**EXTRACT PROVIDED**
========================================================================

I found the command file chmod in the /bin folder, and after changing to that folder I was able to issue a chmod 777 /mnt/d/etc/rc.d/rc.sysinit and same command for the .author file. 

I reinstalled the drive after chmodding to see if that fixed the problem, no joy. 

Unfortunately, I am not able to find the dos2unix command file, in order to strip out the carriage returns in the two files, which is what I must do next. (after putting the drive back into the PC)

If the dos2unix file is on the TiVo drive (and it must be, I have used that command via telnet before, I think) then how can I locate it? FFind doesn't work when I boot from the CD, and I think it isn't path'd...

I'll keep fishing around the folders in the meantime...  

While I have the drive in the PC - is there any way to manually dl the 6.3d file from the net and copy it over using a CD ? (I am a glutton for punishment, my wife is totally POd that I have broke the TV (Cain't watch anything for 2+ days now)) but whut the heck...


----------



## BTUx9 (Nov 13, 2003)

re: 6.3d: I'd suggest only breaking 1 thing at a time

re: dos2unix... depends on your tivo linux CD... I'm not sure if ANY of them have it, to tell the truth.
If you have an editor that handles dos/unix line endings properly, you should be able to take the files you posted, and have it convert them to be unix-compatible (not sure about textpad, but ultraedit definitely supports this)


----------



## whitepelican (Feb 15, 2005)

Textpad allows you to save as a UNIX file format.


----------



## ARC (Dec 16, 2001)

If my Tivo normally supports that command (dos2unix) when I am telnet'd in to it, shouldn't there be a copy of dos2unix on the drive somewhere?

========================================================================

A block of data
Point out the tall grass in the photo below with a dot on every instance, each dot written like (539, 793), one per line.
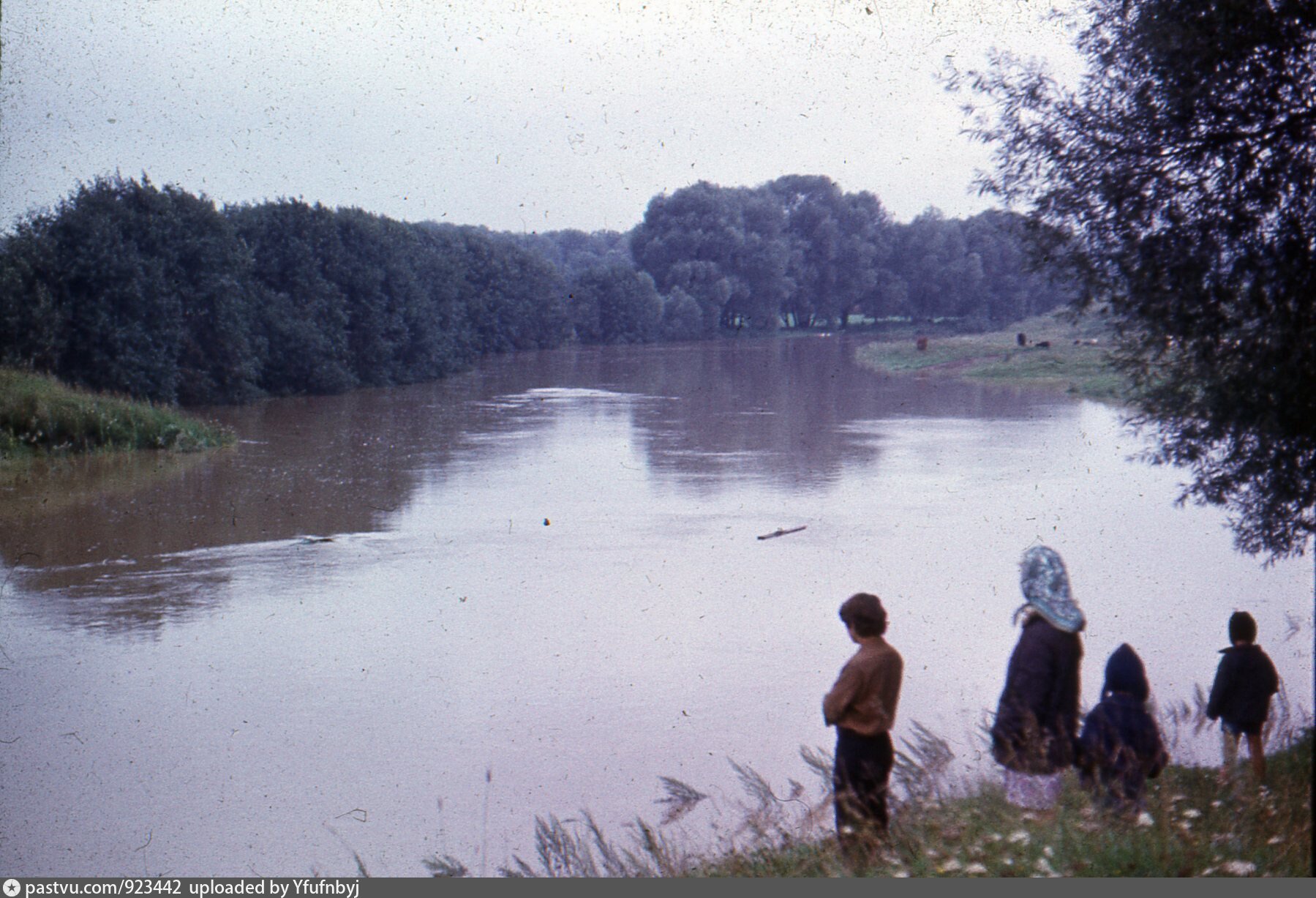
(1192, 825)
(41, 416)
(1075, 357)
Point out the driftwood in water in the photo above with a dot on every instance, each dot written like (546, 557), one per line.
(781, 532)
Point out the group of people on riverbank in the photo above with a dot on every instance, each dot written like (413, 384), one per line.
(1036, 735)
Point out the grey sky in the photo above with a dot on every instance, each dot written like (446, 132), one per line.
(515, 115)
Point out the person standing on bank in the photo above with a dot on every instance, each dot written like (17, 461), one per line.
(862, 708)
(1120, 747)
(1037, 715)
(1240, 695)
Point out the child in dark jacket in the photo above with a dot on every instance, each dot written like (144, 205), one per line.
(1240, 697)
(1120, 747)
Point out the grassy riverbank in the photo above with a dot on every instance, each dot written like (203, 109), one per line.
(1060, 354)
(1192, 826)
(41, 416)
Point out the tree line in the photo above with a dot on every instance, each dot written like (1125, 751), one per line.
(163, 295)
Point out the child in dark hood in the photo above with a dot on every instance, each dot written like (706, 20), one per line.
(1120, 747)
(1037, 714)
(1241, 692)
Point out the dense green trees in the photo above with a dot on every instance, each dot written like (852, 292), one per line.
(800, 252)
(1182, 173)
(161, 295)
(132, 288)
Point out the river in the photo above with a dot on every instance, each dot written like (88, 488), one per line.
(402, 623)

========================================================================

**CHALLENGES**
- A) According to the TiVo forum thread, which editor does BTUx9 say definitely supports converting files to be unix-compatible?
- B) Condense the paragraph of the TiVo forum thread that begins "I found the command file chmod" into a single shorter sentence that keeps its main facts.
- C) Quote the TiVo forum thread word for word, beginning at the words "I reinstalled the" and stopping after "into the PC)".

**SOLVED PROBLEMS**
- A) UltraEdit

- B) After finding chmod in the /bin folder and changing to that folder, the writer ran chmod 777 on /mnt/d/etc/rc.d/rc.sysinit and on the .author file.

- C)
I reinstalled the drive after chmodding to see if that fixed the problem, no joy. 

Unfortunately, I am not able to find the dos2unix command file, in order to strip out the carriage returns in the two files, which is what I must do next. (after putting the drive back into the PC)